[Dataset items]
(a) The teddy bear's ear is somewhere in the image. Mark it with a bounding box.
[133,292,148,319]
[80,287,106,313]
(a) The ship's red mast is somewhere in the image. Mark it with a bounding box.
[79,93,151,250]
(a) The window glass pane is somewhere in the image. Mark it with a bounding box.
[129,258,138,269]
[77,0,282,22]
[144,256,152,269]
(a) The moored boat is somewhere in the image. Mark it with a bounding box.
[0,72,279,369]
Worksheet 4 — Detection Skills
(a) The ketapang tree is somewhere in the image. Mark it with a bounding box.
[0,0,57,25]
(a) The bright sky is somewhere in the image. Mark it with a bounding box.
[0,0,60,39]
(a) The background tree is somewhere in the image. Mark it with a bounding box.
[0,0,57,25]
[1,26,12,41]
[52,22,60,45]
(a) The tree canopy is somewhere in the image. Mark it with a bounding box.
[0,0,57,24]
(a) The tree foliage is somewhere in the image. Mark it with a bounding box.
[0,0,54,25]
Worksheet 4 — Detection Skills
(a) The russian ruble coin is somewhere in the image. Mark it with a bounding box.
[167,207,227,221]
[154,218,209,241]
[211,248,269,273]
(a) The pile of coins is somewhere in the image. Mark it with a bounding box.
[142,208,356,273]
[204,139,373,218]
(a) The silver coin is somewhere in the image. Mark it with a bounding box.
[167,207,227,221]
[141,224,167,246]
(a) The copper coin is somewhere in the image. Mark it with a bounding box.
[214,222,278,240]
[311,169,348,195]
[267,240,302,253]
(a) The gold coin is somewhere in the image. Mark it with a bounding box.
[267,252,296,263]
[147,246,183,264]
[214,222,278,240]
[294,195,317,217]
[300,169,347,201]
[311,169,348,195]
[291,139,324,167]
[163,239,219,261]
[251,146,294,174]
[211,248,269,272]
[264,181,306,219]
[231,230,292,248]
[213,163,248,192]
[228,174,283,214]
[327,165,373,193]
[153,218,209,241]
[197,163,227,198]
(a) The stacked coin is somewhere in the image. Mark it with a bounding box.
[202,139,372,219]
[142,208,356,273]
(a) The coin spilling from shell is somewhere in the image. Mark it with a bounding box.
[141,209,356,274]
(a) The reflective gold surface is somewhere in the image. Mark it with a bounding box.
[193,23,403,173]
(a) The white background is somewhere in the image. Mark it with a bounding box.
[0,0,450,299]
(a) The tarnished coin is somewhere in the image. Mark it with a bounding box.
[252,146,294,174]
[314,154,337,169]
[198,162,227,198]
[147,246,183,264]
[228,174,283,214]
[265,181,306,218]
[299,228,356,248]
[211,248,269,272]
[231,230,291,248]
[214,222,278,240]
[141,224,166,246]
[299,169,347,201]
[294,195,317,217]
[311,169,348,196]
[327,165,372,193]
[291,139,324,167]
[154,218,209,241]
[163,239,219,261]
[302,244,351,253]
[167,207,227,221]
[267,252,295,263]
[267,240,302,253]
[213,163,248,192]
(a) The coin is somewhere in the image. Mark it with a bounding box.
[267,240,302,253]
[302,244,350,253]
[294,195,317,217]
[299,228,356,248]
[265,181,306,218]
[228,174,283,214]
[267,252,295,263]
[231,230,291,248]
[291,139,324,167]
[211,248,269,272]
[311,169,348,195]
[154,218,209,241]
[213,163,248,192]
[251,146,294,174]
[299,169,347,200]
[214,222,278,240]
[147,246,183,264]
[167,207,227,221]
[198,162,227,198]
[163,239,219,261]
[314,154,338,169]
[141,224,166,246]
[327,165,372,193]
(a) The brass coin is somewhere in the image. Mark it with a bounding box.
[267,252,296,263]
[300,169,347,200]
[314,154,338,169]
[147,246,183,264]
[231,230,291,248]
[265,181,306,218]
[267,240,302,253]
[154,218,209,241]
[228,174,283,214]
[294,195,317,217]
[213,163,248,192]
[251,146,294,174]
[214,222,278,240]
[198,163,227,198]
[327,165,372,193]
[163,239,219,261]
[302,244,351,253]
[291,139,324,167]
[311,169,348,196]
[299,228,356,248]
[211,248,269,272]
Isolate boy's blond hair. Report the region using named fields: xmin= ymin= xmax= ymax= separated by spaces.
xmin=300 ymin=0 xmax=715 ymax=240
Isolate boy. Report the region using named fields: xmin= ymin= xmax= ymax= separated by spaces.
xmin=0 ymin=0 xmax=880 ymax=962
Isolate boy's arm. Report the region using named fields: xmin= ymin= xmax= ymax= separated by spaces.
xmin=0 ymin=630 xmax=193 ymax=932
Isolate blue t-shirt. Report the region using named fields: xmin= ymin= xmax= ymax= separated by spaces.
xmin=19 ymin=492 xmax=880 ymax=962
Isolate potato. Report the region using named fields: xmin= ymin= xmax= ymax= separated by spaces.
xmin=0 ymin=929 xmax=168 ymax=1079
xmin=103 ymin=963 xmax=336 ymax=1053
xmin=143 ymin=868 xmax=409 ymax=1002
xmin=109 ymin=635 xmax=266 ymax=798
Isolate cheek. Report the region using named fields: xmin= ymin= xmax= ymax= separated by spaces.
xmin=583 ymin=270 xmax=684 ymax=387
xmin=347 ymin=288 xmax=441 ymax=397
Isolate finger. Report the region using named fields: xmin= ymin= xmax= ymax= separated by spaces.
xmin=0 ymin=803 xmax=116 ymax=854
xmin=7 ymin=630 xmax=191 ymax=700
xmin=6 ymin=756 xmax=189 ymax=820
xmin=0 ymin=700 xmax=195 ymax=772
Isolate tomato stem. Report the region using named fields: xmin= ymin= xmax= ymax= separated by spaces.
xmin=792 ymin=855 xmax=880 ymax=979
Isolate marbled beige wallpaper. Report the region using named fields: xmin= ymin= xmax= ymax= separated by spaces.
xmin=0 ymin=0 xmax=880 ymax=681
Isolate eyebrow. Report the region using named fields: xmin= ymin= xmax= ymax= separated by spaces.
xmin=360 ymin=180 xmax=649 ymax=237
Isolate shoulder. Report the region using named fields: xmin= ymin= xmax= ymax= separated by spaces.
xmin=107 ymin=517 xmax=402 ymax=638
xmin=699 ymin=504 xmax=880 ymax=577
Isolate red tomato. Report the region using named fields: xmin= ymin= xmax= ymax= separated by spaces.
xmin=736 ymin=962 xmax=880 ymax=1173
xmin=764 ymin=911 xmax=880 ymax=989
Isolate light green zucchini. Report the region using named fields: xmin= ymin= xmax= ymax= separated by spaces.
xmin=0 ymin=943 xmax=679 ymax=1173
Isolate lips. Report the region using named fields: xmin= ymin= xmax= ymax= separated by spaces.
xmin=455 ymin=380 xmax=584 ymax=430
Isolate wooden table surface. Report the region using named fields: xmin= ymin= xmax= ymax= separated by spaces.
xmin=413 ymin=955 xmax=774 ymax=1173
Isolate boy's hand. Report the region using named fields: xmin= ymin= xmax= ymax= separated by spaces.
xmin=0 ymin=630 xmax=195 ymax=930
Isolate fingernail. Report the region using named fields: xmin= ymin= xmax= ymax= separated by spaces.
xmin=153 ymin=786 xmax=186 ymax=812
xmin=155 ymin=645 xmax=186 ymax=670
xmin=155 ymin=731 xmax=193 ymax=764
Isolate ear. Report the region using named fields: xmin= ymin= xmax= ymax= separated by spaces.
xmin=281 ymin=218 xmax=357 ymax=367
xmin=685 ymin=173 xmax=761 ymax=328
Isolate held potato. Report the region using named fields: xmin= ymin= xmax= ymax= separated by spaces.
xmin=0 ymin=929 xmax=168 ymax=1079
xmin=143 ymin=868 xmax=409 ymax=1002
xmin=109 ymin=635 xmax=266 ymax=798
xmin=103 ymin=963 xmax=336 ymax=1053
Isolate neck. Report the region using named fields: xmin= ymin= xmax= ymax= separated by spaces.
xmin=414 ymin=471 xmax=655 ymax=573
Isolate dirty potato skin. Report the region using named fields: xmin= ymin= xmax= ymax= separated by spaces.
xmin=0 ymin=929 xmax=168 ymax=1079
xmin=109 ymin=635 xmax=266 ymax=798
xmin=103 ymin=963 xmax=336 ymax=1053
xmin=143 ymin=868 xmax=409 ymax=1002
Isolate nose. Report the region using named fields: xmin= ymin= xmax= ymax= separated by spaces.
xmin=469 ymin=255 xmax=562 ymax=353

### DESCRIPTION OF THE TASK
Reproduce the data from its very first line through the line containing "[141,209,356,274]", with both of those lines included.

### WRITTEN ANSWER
(a) The teddy bear's ear is somewhere in the image. Mark it with a bounding box.
[133,292,148,319]
[80,287,106,313]
(a) The ship's red mast is somewhere in the image. Mark it with a bounding box.
[79,93,151,250]
(a) The window glass pane is somewhere in the image. Mark it with a bounding box.
[129,258,138,269]
[77,0,282,22]
[144,256,152,269]
(a) The moored boat is somewhere in the image. Mark it with a bounding box.
[0,72,279,369]
Worksheet 4 — Detection Skills
(a) The ketapang tree is somewhere in the image. Mark it with a bounding box.
[0,0,57,25]
(a) The bright sky is somewhere in the image. Mark it with a bounding box.
[0,0,60,39]
(a) The background tree is somewhere in the image. Mark it with a bounding box.
[0,0,57,25]
[1,26,12,41]
[52,22,60,45]
(a) The tree canopy is somewhere in the image. Mark it with a bounding box.
[0,0,57,24]
(a) The tree foliage is somewhere in the image. Mark it with a bounding box.
[0,0,54,25]
Worksheet 4 — Detection Skills
(a) The russian ruble coin is somewhere in the image. Mark it with a bounding box.
[167,207,227,221]
[154,218,209,241]
[211,248,269,273]
(a) The pile of coins is somewhere in the image. Mark it with a bounding box.
[142,208,356,273]
[204,139,373,218]
(a) The silver coin is somewhere in the image. Mark it with a bounding box.
[167,207,227,221]
[141,224,167,246]
(a) The copper coin is somewhere in the image. Mark it with a bounding box.
[214,222,278,240]
[311,169,348,195]
[267,240,302,253]
(a) The gold coin is somewhere in the image. Mark it with a bounding box.
[267,252,296,263]
[147,246,183,264]
[214,222,278,240]
[294,195,317,217]
[300,169,347,201]
[311,169,348,195]
[291,139,324,167]
[163,239,219,261]
[251,146,294,174]
[211,248,269,272]
[264,181,306,219]
[231,230,292,248]
[213,163,248,192]
[228,174,283,214]
[327,165,373,193]
[153,218,209,241]
[197,163,227,198]
(a) The stacked coin is somewhere in the image. Mark it with a bounding box.
[202,139,372,219]
[142,208,356,273]
(a) The coin spilling from shell is somewhere in the image. Mark it with a bounding box.
[141,209,356,274]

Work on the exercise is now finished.